**Цитируемый текст:**
Феномен «чегеваризма»

Общеизвестно, что террористы-фанатики — это преимущественно молодые люди. Но их террористическое мировоззрение не сформировалось в одночасье. Таким образом, мы должны предполагать, что предпосылки этого мировоззрения должны находиться где-то в подростковом периоде, когда все мы (после предшествующего периода идентификации с родителями) переживаем «кризис переоценки и самоутверждения» в сочетании с юношеской агрессивностью и испытываем склонность подвергать сомнению все устоявшиеся нормы и правила.

[Записи из набора данных с указанием точек]
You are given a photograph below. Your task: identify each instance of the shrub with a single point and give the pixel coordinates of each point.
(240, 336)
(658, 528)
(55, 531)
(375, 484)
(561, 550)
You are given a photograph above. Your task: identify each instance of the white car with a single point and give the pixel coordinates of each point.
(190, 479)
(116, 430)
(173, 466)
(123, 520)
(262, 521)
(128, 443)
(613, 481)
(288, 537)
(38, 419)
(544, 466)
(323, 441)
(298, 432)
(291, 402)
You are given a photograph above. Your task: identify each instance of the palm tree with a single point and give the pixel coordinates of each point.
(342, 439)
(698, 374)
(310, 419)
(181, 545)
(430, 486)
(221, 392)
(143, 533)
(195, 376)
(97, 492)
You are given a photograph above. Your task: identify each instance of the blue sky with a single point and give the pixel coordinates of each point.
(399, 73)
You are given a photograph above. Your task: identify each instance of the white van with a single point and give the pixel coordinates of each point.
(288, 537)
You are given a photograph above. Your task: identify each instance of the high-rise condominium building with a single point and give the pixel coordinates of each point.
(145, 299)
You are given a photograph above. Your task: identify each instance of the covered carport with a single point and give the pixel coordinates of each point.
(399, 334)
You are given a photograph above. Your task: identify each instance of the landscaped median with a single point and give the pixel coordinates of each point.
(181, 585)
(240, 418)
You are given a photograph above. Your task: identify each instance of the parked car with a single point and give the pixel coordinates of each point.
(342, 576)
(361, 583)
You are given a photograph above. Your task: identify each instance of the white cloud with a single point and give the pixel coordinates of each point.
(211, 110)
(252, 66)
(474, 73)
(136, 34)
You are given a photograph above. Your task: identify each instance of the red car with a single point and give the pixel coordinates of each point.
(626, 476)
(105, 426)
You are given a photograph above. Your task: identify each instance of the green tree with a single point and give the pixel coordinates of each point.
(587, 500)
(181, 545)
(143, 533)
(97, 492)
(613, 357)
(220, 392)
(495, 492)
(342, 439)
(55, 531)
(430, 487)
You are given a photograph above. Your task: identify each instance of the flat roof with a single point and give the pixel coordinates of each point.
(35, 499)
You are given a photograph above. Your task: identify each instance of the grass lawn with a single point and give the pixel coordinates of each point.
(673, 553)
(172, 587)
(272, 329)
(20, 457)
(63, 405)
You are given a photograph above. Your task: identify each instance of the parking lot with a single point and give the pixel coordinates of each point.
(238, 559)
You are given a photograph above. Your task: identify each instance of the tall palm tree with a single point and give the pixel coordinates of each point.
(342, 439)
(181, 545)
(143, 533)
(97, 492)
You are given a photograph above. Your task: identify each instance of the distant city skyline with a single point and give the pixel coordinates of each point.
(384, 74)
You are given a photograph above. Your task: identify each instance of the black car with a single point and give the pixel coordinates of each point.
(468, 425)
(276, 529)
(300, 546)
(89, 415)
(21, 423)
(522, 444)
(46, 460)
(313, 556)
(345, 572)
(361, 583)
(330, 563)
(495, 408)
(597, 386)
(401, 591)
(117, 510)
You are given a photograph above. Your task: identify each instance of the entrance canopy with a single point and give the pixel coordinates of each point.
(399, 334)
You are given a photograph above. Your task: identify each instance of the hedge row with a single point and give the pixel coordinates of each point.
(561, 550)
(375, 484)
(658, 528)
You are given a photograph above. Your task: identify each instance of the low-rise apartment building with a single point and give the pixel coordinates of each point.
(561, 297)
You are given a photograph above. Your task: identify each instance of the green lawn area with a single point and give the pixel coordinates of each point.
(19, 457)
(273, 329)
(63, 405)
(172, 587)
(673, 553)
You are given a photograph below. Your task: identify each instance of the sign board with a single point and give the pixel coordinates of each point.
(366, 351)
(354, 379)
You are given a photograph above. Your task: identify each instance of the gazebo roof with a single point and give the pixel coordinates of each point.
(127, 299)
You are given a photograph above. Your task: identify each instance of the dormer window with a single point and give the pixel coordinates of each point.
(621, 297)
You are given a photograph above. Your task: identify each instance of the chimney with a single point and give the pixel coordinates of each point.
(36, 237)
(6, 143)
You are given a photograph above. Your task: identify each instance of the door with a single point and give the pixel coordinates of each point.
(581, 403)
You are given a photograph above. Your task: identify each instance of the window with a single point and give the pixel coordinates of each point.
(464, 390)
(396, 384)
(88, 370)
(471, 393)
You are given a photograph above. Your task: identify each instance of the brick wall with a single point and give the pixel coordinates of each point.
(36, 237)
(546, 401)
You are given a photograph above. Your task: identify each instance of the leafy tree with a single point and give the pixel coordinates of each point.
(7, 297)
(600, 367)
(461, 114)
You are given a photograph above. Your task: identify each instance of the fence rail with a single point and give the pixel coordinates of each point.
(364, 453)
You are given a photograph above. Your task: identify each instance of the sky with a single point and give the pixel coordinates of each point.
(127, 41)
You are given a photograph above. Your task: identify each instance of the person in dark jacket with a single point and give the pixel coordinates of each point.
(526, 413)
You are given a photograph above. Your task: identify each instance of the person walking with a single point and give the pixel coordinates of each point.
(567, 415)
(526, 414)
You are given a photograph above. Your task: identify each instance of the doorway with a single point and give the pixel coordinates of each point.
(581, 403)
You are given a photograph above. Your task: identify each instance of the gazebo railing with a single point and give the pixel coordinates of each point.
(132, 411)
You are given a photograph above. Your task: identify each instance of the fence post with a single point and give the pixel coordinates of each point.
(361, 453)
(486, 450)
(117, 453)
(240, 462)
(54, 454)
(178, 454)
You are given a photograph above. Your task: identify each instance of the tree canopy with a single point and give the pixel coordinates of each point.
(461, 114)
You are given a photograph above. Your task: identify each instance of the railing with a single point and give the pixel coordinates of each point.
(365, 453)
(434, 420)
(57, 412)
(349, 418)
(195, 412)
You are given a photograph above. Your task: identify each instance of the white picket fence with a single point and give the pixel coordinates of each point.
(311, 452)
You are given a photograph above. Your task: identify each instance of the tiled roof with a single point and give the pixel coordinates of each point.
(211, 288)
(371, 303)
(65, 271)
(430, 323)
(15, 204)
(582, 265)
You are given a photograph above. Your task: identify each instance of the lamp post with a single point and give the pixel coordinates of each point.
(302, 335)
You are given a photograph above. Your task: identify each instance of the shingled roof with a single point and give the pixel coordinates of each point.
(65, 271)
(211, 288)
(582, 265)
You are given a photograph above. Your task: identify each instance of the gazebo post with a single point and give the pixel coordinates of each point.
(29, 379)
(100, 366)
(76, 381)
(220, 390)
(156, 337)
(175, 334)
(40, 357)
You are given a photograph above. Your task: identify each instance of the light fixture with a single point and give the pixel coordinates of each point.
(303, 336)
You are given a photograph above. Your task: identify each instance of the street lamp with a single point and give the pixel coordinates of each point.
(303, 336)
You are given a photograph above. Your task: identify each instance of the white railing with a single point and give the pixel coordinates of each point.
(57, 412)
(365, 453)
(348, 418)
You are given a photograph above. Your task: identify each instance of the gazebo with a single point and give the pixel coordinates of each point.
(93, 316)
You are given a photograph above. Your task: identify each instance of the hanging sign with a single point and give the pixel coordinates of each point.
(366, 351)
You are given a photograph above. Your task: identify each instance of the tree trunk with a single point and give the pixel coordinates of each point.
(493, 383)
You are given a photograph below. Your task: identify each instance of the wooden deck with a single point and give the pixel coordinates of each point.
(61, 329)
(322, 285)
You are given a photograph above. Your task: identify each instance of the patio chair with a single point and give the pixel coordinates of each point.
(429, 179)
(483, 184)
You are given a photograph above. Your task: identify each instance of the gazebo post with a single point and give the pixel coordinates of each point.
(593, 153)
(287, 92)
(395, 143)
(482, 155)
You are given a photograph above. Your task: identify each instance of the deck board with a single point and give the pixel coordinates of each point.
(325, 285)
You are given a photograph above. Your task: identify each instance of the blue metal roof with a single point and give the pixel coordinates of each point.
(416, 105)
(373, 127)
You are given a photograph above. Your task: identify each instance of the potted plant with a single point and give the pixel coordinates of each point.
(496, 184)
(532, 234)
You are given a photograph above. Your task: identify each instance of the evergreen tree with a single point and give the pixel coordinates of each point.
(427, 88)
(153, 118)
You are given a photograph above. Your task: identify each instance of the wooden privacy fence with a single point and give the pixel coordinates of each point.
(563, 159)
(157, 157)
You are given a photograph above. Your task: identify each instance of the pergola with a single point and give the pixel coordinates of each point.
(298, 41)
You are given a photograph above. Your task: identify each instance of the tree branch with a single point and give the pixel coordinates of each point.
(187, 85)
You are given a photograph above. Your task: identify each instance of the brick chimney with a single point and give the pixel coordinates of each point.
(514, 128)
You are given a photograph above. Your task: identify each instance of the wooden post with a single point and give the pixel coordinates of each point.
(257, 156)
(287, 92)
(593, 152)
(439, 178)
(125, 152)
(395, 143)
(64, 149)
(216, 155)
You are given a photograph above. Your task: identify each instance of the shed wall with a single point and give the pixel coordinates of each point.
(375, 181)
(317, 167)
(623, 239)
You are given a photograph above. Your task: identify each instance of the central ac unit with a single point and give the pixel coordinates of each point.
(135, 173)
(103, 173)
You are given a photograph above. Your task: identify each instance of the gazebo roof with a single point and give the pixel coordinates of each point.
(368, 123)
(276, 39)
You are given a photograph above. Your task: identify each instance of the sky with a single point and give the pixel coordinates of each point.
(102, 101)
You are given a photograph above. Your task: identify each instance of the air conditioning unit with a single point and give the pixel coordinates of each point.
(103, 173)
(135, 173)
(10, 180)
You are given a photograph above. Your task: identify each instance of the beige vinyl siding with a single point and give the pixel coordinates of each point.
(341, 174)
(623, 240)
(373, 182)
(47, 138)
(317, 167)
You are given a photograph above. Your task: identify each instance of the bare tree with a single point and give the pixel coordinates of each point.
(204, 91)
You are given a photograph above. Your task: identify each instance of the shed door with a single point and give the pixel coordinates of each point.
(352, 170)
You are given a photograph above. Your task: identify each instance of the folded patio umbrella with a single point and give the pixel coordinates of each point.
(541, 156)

**Задание:** Выпишите целиком, слово в слово, текст о феномене «чегеваризма». Записи не связаны с текстом и составляют отдельный материал.

**Выполненное задание:**
Феномен «чегеваризма»

Общеизвестно, что террористы-фанатики — это преимущественно молодые люди. Но их террористическое мировоззрение не сформировалось в одночасье. Таким образом, мы должны предполагать, что предпосылки этого мировоззрения должны находиться где-то в подростковом периоде, когда все мы (после предшествующего периода идентификации с родителями) переживаем «кризис переоценки и самоутверждения» в сочетании с юношеской агрессивностью и испытываем склонность подвергать сомнению все устоявшиеся нормы и правила.